* WHAT TO WORK ON: Extract every line between the one with "Q: Find one point on every instance of the paving joint" and the end of the entries, both included, word for word and free of pictures.

Pointing dataset excerpts

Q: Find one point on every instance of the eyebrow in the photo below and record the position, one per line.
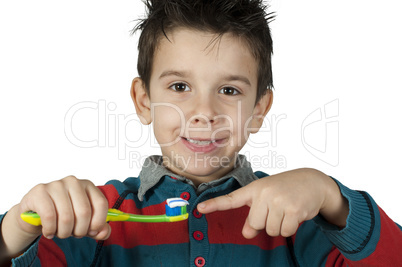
(226, 78)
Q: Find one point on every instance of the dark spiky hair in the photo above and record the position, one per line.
(247, 19)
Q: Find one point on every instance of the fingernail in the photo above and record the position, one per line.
(93, 233)
(202, 205)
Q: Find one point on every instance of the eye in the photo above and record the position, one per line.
(180, 87)
(229, 91)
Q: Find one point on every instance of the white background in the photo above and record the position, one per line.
(54, 55)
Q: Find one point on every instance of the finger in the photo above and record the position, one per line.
(81, 208)
(289, 226)
(234, 200)
(274, 222)
(46, 210)
(64, 209)
(257, 217)
(104, 233)
(249, 232)
(99, 206)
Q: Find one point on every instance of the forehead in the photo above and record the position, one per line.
(189, 49)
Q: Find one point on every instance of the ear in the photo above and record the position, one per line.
(260, 111)
(141, 101)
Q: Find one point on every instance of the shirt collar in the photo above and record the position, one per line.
(153, 170)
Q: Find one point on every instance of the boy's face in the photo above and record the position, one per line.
(202, 96)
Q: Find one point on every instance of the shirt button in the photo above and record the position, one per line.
(199, 261)
(198, 235)
(185, 195)
(197, 214)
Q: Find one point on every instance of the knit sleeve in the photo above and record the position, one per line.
(370, 237)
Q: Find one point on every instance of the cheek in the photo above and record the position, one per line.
(167, 119)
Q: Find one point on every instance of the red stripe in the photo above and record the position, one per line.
(388, 249)
(226, 227)
(50, 254)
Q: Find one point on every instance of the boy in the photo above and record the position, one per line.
(204, 71)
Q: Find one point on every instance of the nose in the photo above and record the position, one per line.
(204, 111)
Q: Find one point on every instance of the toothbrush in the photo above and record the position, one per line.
(176, 210)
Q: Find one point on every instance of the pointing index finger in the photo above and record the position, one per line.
(234, 200)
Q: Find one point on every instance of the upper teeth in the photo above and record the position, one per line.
(198, 142)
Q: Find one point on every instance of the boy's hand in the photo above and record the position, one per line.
(67, 207)
(279, 203)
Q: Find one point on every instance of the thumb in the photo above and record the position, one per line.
(234, 200)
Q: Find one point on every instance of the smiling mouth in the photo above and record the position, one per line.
(200, 142)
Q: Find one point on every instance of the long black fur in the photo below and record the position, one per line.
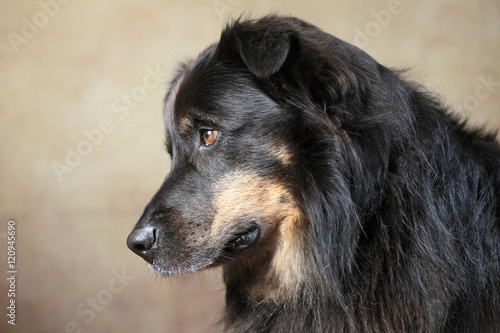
(402, 199)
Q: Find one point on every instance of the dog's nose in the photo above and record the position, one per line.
(141, 242)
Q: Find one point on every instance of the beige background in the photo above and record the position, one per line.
(67, 74)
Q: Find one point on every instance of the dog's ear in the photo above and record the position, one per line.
(263, 51)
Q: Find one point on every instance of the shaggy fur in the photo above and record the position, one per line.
(339, 196)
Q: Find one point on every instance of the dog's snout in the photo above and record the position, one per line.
(141, 242)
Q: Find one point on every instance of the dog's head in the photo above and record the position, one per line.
(257, 127)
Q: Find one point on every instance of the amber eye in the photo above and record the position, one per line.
(208, 137)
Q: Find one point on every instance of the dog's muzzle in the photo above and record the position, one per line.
(141, 242)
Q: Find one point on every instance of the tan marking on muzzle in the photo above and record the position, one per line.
(241, 196)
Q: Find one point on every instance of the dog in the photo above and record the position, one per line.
(337, 195)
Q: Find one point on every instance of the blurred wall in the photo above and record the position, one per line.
(81, 134)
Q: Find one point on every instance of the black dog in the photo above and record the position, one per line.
(338, 196)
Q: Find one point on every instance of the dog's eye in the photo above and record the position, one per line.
(208, 137)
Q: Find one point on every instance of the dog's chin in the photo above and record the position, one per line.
(169, 271)
(236, 247)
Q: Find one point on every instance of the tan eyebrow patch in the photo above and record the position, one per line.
(242, 196)
(185, 124)
(282, 154)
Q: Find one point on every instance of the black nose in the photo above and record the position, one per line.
(141, 242)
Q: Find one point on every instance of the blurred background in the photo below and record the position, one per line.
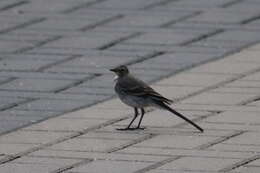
(55, 54)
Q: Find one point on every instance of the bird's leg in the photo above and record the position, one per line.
(141, 118)
(135, 116)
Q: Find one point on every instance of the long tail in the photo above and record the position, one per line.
(163, 105)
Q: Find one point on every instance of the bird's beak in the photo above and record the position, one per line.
(113, 70)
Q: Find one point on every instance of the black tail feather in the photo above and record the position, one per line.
(163, 105)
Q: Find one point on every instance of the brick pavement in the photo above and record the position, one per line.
(55, 53)
(224, 101)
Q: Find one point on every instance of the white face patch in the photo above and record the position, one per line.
(115, 78)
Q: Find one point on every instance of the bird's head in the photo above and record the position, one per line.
(120, 70)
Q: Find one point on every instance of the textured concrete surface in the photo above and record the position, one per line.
(225, 102)
(55, 54)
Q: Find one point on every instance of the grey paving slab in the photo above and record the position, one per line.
(56, 53)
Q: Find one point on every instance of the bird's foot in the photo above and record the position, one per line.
(124, 129)
(140, 128)
(129, 128)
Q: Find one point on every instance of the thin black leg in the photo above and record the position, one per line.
(141, 118)
(135, 116)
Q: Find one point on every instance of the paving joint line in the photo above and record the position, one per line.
(230, 3)
(133, 142)
(240, 163)
(249, 20)
(156, 4)
(59, 62)
(10, 79)
(219, 140)
(15, 4)
(13, 105)
(120, 40)
(25, 24)
(143, 58)
(101, 23)
(82, 5)
(196, 119)
(170, 23)
(39, 44)
(78, 82)
(66, 168)
(71, 136)
(158, 164)
(202, 37)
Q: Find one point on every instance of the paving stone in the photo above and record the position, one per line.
(60, 162)
(9, 149)
(99, 113)
(89, 144)
(177, 141)
(65, 124)
(9, 125)
(53, 105)
(218, 98)
(221, 16)
(196, 79)
(117, 4)
(199, 164)
(25, 168)
(111, 166)
(237, 35)
(164, 38)
(227, 68)
(34, 137)
(40, 85)
(235, 117)
(148, 19)
(97, 155)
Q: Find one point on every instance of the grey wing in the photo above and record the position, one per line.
(136, 87)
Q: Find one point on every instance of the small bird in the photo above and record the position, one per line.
(137, 94)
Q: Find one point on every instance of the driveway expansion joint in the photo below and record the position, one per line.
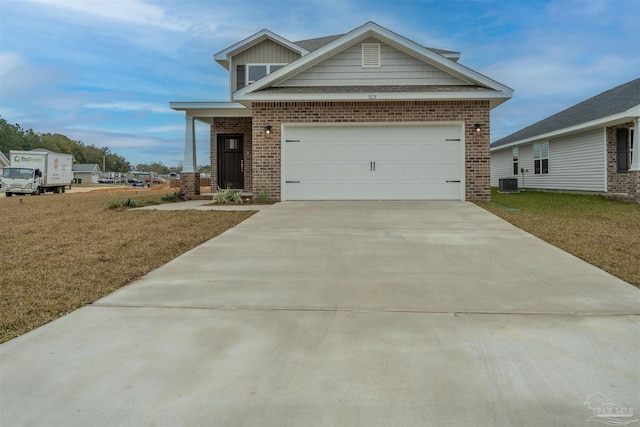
(360, 310)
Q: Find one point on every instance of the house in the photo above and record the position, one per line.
(588, 147)
(364, 115)
(86, 173)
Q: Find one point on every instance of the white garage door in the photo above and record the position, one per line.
(373, 162)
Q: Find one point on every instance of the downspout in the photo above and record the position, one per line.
(189, 164)
(635, 152)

* RESPONSE:
Q: Find one point on every instance of the paving joint line in the photo above and record the position, one per line.
(230, 3)
(133, 142)
(240, 163)
(249, 20)
(156, 4)
(59, 62)
(10, 79)
(219, 140)
(15, 4)
(13, 105)
(120, 40)
(25, 24)
(143, 58)
(101, 23)
(82, 5)
(196, 119)
(170, 23)
(39, 44)
(78, 82)
(66, 168)
(71, 136)
(158, 164)
(202, 37)
Q: Find one point on every instance of the paving stone in the photo above and record the position, one per line.
(60, 162)
(9, 149)
(99, 113)
(89, 144)
(177, 141)
(65, 124)
(9, 125)
(53, 105)
(218, 98)
(221, 16)
(196, 79)
(117, 4)
(199, 164)
(25, 168)
(111, 166)
(237, 35)
(164, 38)
(227, 68)
(34, 137)
(40, 85)
(235, 117)
(148, 19)
(97, 155)
Q: Find one point on every instance of the grey wing in the photo above and record the position, one per line.
(136, 87)
Q: Find one point on every instance of the small bird in the photo above and record the position, one per line.
(137, 94)
Q: Find one point on every instance of the driveway expansion joint in the photo below and record the position, one per line.
(360, 310)
Q: Find one point on every instance of the house in the photo above and record the position, one per line.
(588, 147)
(364, 115)
(86, 173)
Q: Find one point on every instance of the white garage door in the photo above and record the position, one per line.
(373, 162)
Q: Find one point on every instance of the downspout in the photo above and record the position, one per line.
(189, 164)
(635, 152)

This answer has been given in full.